*** Block opens ***
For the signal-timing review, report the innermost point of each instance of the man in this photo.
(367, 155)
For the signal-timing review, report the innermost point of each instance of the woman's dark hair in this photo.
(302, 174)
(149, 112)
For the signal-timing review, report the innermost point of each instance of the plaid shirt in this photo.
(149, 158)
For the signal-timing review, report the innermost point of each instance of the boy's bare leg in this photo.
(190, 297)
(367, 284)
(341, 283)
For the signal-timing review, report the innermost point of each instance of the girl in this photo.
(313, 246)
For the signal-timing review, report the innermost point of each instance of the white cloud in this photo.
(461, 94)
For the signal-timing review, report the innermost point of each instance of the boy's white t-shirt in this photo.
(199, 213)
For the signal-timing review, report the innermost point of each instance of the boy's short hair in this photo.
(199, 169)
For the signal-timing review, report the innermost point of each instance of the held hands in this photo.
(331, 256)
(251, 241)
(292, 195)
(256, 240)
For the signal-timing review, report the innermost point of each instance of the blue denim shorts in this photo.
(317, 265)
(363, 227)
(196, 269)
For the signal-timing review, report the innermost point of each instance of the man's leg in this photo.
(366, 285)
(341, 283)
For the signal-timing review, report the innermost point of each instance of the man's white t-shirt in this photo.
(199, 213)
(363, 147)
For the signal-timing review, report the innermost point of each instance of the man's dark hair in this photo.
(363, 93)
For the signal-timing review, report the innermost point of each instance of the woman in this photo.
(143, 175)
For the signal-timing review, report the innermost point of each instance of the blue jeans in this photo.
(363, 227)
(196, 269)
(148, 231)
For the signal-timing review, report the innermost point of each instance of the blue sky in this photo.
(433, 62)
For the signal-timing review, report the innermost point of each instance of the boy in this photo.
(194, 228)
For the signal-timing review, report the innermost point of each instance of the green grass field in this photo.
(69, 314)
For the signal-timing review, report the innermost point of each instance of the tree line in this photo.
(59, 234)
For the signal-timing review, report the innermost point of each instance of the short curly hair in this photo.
*** Block closes ***
— Goal of the exercise —
Quote every entry exactly.

— Answer to this task —
For the signal-timing review, report the innermost point of each instance of the man in this photo.
(367, 155)
For the signal-timing review, report the innermost point of each instance of the woman's dark hair in this photo.
(302, 174)
(149, 112)
For the signal-timing review, report the innermost point of each instance of the plaid shirt in this photo.
(149, 158)
For the signal-timing review, report the innermost point of each instance of the boy's bare leg in this photo.
(190, 297)
(367, 284)
(341, 283)
For the signal-timing review, report the innermost point of each instance of the girl in this photo.
(313, 246)
For the signal-timing review, report the innermost point of each instance of the white cloud in this photo.
(461, 94)
For the signal-timing review, report the innermost point of each instance of the boy's white t-shirt in this photo.
(199, 213)
For the signal-timing review, report the innermost point of each instance of the boy's short hair in this photo.
(199, 169)
For the signal-timing review, report the innermost point of each instance of the held hands in this photo.
(331, 256)
(251, 241)
(292, 195)
(256, 240)
For the signal-timing review, report the innermost point of each instance of the blue denim shorts in this photo.
(317, 265)
(363, 227)
(196, 269)
For the signal-timing review, report the innermost point of each instance of the man's leg in this photo.
(366, 285)
(341, 283)
For the signal-timing review, report the innermost point of each instance of the man's white t-shirt in this photo.
(199, 213)
(363, 147)
For the signal-timing review, report the innermost point of each instance of the man's dark hair in this photo.
(363, 93)
For the signal-timing review, report the innermost point of each instance of the woman in this photo.
(143, 175)
For the signal-timing review, report the innermost point of each instance of the blue jeans in this photo.
(363, 227)
(196, 269)
(148, 231)
For the signal-timing review, report the innermost point of each instance of the blue sky in this photo.
(433, 62)
For the signal-timing review, report the innermost point of each instance of the boy in this photo.
(194, 228)
For the signal-timing review, report the innermost point of each instance of the green grass field in this photo.
(69, 314)
For the signal-timing review, report the innermost point of each instance of the tree line in this photo.
(59, 234)
For the signal-timing review, report the innermost point of each instance of the short curly hair in this photo.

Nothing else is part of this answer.